> Request: Please convert the rows below into a JSON list of strings with one string per line. Leave out any blank lines.
+ + + + + + +
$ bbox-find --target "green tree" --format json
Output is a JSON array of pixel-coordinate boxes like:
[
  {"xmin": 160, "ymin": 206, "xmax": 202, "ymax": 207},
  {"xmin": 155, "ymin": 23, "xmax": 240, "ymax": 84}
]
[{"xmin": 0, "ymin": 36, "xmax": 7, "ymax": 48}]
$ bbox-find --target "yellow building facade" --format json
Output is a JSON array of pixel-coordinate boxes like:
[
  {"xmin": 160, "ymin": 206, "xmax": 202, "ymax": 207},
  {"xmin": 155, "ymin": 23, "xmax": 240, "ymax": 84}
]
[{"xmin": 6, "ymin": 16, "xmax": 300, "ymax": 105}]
+ + + + + + +
> Response to this task:
[
  "$ bbox-find --target \"green tree\" --format json",
  "Output is a JSON array of pixel-coordinate boxes like:",
  "[",
  "  {\"xmin\": 160, \"ymin\": 206, \"xmax\": 202, \"ymax\": 207},",
  "  {\"xmin\": 155, \"ymin\": 23, \"xmax\": 240, \"ymax\": 84}",
  "]",
  "[{\"xmin\": 0, \"ymin\": 36, \"xmax\": 7, \"ymax\": 48}]",
  "$ bbox-find --target \"yellow building facade\" --format json",
  "Output is a JSON array of pixel-coordinate boxes like:",
  "[",
  "  {\"xmin\": 160, \"ymin\": 206, \"xmax\": 202, \"ymax\": 207},",
  "  {\"xmin\": 155, \"ymin\": 23, \"xmax\": 240, \"ymax\": 84}",
  "]",
  "[{\"xmin\": 6, \"ymin\": 16, \"xmax\": 300, \"ymax\": 105}]"
]